* _What the task asks_:
Can you reproduce the part of the news report below word for word, starting with "HARTFORD, Conn. —" and going on through "Families (DCF) guidance."?

* _Study text_:
□ □ □
HARTFORD, Conn. — Connecticut is considering options to house unaccompanied migrant children at the former Connecticut Juvenile Training School in Middletown after a request from Vice President Kamala Harris.
The former juvenile detention center closed in April 2018.
Gov. Ned Lamont weighed in on the possibility on Thursday during a press conference on business and entrepreneurship skills being taught to youth under the Connecticut Department of Children and Families (DCF) guidance.
“We have thousands of kids who are lost and alone down on the Rio Grande border and Vice President Harris approached me and said, 'Can Connecticut help out?' and I said 'We’re going to try and do what we can,' and we took a tour of the juvenile training facility thinking about ways we can get back to the White House and see if we can find a way to take care of these kids in a humane caring way and also in a secure way and that was one of the facilities we thought about," Lamont said.
□ □ □
* _Records shown_:
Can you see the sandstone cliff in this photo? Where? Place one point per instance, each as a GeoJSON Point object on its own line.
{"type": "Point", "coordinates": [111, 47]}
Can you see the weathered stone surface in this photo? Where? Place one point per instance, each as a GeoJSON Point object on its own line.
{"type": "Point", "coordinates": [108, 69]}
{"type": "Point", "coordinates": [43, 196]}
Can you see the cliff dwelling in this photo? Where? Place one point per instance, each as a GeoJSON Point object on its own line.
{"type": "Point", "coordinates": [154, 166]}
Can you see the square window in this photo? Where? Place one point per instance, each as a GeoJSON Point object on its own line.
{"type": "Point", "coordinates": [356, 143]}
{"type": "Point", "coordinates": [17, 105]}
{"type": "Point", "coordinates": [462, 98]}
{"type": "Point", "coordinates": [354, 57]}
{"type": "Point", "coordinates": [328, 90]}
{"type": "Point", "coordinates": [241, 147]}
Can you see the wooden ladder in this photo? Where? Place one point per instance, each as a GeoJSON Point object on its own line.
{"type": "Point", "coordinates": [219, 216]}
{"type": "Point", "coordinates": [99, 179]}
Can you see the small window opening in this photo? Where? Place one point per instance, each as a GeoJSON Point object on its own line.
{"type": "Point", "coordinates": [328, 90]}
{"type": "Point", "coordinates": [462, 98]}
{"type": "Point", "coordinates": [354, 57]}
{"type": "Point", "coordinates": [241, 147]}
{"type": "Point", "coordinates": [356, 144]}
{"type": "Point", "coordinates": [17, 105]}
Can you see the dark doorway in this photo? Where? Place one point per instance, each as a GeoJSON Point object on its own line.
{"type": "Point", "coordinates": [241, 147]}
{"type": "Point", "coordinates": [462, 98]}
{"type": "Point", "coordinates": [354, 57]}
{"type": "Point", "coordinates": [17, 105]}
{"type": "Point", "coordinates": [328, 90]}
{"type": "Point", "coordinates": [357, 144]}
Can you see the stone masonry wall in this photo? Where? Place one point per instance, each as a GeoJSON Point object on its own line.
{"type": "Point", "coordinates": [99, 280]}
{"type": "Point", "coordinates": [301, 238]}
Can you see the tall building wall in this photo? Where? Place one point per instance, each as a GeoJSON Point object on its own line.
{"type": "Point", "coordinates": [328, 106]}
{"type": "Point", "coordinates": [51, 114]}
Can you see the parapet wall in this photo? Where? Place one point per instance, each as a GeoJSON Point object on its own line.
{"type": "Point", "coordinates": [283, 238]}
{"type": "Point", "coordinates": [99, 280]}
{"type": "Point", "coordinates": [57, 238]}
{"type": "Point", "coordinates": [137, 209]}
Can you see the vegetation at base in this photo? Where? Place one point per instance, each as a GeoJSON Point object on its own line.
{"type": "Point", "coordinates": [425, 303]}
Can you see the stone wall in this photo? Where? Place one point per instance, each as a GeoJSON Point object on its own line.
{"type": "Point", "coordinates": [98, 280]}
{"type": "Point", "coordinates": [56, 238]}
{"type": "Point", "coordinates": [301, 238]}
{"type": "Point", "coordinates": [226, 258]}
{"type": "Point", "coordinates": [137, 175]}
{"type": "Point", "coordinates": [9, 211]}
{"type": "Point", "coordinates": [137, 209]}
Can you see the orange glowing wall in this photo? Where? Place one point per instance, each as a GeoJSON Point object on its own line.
□ □ □
* _Answer to the problem_:
HARTFORD, Conn. — Connecticut is considering options to house unaccompanied migrant children at the former Connecticut Juvenile Training School in Middletown after a request from Vice President Kamala Harris.
The former juvenile detention center closed in April 2018.
Gov. Ned Lamont weighed in on the possibility on Thursday during a press conference on business and entrepreneurship skills being taught to youth under the Connecticut Department of Children and Families (DCF) guidance.